(EXERCISE TEXT)

10 Things About Social Media Marketing You Can Learn From Barack Obama

by Jason Preston on November 13, 2008

Let’s face it, the Obama Presidential campaign was one of the most successful social media marketing efforts in the history of the internet. I can count on my fingers the number of major US companies that understand new media the way the Obama campaign did.

(Incidentally, how long do you think it will take Firefox to put “Obama” in their spell-check dictionary?)

This is really not that surprising, given the involvement of people like Chris Hughes, one of the founding fathers of Facebook, as Obama’s online organizing coordinator. It also explains why Obama’s web site looks freakishly close to Facebook in design.

So what can we learn about social media marketing from the Obama campaign?

Be Authentic

Authenticity is a big, nebulous term. It’s hard to pin down and explain because it’s hard to pin down in real life, too.

For Obama, being authentic meant calling like he saw it whenever possible, instead of pandering to voter localities.

He understood that in today’s media culture, anything he said in Indiana would be compared to anything he said in Oregon, and he’d do better by just being honest about his policies and opinions than by trying to tailor them too much to the individual towns.

As a company, being authentic generally means being honest and personable. As Seth Godin pointed out, small is the new big.

Suggest social activity

If you donated to the Obama campaign, you would be taken to a confirmation screen after putting in your credit card information, and that screen would suggest that you send a pre-written e-mail a friend a link so that they could donate (you could edit the e-mail as you saw fit, of course).

(End EXERCISE TEXT)

> [ABOUT THIS TASK]: Reproduce the part of the Obama marketing article that opens with "Let’s face it, the" and closes with "real life, too.", changing every "Facebook" in it to "MySpace".

(DATA PROVIDED)

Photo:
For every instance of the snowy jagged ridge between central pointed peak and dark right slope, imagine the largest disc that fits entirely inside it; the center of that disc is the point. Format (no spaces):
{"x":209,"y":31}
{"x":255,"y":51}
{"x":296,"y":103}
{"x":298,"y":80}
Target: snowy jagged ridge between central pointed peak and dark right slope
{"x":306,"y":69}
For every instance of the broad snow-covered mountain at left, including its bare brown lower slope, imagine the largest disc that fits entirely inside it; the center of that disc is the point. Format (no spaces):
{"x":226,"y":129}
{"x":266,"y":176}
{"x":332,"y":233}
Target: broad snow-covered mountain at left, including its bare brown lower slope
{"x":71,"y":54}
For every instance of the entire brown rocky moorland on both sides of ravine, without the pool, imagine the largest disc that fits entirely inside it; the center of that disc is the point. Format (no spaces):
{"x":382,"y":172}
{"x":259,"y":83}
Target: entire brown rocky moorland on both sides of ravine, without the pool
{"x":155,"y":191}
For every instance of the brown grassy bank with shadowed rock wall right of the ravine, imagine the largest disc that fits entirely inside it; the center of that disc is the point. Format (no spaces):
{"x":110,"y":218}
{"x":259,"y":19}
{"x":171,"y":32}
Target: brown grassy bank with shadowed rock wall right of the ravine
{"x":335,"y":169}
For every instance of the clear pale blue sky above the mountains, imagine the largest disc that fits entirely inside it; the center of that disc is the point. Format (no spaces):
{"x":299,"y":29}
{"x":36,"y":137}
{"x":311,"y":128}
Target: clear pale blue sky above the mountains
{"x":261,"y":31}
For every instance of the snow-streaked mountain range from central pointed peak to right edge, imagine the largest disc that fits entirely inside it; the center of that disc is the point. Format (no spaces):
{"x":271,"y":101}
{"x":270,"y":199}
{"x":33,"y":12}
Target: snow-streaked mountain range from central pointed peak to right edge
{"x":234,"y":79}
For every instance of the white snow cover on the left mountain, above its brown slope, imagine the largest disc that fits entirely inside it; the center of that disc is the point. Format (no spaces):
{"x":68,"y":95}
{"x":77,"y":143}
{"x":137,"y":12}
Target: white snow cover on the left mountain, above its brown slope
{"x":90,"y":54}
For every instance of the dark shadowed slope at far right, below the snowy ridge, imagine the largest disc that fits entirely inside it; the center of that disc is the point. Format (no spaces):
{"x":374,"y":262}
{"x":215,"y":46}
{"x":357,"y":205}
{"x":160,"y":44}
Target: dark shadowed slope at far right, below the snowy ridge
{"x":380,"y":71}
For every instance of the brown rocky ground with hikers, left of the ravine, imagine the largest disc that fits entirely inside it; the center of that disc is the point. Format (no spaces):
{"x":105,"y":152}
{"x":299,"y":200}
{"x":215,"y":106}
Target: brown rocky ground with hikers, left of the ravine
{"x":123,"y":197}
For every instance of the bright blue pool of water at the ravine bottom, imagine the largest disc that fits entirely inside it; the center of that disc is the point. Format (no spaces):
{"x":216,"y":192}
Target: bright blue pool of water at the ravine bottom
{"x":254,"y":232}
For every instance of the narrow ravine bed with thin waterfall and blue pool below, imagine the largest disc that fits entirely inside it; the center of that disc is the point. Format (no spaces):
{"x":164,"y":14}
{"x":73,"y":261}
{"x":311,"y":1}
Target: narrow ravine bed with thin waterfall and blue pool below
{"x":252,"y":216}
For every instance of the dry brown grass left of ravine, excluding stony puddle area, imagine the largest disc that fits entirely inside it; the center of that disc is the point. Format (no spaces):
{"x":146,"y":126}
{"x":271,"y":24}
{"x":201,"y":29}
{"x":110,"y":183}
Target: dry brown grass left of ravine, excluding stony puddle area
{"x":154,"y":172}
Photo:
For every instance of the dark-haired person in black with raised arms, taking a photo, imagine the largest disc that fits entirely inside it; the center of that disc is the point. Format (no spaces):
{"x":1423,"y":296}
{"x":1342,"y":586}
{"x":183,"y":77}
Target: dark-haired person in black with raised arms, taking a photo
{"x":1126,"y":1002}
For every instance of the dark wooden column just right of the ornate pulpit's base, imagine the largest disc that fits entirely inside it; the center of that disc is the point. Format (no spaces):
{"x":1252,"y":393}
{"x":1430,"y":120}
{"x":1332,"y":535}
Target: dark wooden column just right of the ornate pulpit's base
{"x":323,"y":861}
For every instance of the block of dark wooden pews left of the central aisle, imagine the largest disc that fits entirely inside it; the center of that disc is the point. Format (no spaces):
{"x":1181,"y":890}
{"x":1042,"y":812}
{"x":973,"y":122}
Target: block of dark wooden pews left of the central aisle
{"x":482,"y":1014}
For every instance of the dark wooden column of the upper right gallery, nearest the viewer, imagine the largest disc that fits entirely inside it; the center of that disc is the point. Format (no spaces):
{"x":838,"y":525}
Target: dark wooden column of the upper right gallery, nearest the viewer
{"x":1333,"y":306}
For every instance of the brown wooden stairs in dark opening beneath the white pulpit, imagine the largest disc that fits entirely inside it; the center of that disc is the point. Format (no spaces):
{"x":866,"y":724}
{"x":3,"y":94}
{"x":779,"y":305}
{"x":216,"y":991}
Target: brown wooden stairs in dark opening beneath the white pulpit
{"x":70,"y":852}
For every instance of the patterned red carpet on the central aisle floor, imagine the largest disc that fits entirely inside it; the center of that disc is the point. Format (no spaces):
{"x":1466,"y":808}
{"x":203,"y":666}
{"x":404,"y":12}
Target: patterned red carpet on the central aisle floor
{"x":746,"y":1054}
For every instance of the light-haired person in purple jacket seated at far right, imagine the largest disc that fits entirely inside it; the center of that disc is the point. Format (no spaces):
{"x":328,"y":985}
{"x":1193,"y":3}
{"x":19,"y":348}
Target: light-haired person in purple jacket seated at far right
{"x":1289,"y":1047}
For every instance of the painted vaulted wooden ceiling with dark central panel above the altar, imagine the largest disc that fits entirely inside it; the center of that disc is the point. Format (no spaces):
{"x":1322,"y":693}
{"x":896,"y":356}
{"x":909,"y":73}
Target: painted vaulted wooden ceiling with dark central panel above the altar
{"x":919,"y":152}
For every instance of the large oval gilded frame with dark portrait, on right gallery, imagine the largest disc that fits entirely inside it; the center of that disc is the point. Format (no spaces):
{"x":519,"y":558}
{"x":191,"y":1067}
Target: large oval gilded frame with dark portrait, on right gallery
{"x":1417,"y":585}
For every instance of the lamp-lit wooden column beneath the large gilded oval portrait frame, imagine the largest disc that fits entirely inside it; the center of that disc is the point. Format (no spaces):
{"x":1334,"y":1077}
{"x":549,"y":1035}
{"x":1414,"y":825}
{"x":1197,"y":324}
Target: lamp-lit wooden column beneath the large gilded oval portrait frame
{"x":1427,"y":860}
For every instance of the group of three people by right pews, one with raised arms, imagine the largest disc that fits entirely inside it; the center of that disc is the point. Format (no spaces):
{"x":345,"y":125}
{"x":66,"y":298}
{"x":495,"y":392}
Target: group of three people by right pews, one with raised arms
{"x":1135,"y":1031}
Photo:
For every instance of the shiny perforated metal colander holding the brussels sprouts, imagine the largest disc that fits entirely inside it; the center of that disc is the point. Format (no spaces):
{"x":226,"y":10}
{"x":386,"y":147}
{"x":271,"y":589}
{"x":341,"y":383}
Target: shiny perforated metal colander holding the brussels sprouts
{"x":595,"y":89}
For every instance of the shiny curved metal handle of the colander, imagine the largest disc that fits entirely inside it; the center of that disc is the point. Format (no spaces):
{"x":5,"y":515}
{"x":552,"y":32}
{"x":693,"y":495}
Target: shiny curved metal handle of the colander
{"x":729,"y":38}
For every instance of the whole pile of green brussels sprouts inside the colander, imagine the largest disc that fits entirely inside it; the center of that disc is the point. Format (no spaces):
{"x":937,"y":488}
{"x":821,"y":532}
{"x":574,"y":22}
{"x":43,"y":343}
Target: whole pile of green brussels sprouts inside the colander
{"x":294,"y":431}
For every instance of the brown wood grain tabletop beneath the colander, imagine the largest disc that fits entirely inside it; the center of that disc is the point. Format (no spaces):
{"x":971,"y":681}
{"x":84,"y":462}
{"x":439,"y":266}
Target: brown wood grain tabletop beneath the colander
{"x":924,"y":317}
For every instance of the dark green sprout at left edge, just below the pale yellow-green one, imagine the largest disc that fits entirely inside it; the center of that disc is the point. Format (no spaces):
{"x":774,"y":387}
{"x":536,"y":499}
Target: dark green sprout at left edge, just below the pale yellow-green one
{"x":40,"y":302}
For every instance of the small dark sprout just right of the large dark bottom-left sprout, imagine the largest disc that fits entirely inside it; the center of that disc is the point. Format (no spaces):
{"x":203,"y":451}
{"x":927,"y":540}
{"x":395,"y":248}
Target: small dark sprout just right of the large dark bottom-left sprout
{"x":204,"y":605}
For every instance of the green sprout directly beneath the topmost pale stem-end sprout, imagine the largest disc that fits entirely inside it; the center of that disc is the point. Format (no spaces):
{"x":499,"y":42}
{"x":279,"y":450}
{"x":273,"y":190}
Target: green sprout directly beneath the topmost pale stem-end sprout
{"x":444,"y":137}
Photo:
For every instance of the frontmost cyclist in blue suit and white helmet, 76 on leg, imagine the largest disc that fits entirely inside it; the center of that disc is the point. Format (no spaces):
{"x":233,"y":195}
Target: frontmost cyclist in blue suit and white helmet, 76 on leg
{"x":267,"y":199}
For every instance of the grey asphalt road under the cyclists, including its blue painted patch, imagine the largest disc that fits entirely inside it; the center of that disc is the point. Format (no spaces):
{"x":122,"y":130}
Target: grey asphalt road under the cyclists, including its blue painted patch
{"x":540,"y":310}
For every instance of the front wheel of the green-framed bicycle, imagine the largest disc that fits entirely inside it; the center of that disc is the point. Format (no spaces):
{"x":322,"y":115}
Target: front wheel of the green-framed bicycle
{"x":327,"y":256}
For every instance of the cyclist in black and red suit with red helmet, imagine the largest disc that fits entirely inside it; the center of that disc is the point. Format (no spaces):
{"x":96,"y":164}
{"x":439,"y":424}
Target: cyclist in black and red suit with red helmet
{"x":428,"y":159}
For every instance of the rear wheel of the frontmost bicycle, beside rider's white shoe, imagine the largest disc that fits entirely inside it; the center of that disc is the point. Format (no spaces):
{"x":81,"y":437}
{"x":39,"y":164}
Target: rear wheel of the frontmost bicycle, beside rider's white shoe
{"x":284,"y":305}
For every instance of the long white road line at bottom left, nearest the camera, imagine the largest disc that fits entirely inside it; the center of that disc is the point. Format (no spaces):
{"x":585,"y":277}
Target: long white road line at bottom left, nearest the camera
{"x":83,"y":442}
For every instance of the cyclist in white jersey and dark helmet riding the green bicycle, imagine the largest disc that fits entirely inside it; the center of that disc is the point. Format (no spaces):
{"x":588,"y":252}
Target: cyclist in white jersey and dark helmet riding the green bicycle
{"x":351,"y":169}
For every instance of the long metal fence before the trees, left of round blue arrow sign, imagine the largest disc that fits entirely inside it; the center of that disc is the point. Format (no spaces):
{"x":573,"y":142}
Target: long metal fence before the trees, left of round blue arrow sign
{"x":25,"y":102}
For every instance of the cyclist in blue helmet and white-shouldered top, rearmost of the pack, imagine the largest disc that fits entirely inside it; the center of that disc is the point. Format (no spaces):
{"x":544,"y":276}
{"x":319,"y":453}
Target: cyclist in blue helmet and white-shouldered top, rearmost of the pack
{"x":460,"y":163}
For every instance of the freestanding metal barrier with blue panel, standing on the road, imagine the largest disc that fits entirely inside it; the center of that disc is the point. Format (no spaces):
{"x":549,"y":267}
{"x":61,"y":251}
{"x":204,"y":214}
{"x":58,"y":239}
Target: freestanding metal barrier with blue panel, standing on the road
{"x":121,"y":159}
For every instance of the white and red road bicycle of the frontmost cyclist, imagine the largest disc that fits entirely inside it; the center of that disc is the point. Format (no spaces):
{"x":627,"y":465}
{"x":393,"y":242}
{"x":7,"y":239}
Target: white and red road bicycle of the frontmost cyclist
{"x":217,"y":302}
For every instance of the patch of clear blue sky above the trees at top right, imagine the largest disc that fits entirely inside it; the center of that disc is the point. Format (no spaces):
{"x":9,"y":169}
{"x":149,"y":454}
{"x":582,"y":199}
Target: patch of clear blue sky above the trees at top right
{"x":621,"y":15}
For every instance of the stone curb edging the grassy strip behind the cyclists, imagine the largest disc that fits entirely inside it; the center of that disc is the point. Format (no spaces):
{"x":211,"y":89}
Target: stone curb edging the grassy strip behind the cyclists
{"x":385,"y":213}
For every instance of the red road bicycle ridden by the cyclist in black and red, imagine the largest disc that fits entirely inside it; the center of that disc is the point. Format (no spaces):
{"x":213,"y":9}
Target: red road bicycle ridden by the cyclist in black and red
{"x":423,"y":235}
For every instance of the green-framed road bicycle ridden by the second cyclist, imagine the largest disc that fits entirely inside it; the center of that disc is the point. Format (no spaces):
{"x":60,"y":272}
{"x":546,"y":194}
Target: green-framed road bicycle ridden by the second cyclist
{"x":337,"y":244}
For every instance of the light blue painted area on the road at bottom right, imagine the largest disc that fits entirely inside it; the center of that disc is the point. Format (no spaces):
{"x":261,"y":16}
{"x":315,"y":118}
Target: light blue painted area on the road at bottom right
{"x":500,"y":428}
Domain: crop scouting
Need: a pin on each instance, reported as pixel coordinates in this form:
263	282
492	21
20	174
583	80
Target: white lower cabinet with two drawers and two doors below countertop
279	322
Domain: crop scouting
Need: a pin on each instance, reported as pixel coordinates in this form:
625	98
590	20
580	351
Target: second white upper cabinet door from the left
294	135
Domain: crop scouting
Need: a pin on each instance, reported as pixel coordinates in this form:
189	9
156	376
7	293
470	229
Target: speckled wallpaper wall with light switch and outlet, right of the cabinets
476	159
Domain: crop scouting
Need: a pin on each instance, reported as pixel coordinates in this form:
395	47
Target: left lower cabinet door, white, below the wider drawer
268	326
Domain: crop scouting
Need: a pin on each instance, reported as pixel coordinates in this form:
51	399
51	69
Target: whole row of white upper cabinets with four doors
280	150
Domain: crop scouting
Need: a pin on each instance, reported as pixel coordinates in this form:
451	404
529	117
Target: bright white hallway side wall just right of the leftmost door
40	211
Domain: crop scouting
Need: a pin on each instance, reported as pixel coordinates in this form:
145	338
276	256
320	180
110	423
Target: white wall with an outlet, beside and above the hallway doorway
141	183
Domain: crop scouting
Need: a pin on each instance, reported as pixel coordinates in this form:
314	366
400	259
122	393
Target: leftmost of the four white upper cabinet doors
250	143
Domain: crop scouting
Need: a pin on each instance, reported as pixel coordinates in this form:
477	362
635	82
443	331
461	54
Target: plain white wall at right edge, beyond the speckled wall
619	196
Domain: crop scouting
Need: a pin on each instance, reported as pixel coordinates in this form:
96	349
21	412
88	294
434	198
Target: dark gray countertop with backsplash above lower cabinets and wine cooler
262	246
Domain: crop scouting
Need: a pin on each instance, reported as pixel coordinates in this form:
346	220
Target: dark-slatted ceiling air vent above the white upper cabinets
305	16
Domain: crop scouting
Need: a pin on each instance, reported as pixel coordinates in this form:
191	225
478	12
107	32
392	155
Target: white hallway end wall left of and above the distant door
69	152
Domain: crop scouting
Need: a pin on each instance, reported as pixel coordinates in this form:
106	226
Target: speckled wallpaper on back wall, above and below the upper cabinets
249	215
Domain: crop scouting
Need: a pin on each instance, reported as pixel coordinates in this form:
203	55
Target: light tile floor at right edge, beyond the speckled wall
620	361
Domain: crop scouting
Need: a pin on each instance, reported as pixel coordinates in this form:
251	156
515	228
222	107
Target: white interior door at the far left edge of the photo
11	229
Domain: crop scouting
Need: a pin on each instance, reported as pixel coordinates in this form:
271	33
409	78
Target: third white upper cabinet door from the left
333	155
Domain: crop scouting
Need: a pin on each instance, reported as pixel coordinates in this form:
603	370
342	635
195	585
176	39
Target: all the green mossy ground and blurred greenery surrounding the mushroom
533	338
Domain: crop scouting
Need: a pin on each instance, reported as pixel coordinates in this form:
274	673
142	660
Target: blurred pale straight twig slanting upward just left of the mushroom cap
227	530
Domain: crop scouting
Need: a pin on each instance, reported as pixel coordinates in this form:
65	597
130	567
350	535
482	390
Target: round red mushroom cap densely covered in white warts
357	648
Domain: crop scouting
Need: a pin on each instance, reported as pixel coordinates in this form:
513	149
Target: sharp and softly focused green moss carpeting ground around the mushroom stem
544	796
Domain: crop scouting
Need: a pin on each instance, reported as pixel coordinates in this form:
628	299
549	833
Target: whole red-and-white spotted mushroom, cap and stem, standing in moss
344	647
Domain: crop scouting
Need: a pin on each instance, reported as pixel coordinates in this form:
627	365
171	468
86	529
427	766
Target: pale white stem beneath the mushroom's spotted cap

(End DATA PROVIDED)

> [ANSWER TO THIS PROBLEM]:
Let’s face it, the Obama Presidential campaign was one of the most successful social media marketing efforts in the history of the internet. I can count on my fingers the number of major US companies that understand new media the way the Obama campaign did.

(Incidentally, how long do you think it will take Firefox to put “Obama” in their spell-check dictionary?)

This is really not that surprising, given the involvement of people like Chris Hughes, one of the founding fathers of MySpace, as Obama’s online organizing coordinator. It also explains why Obama’s web site looks freakishly close to MySpace in design.

So what can we learn about social media marketing from the Obama campaign?

Be Authentic

Authenticity is a big, nebulous term. It’s hard to pin down and explain because it’s hard to pin down in real life, too.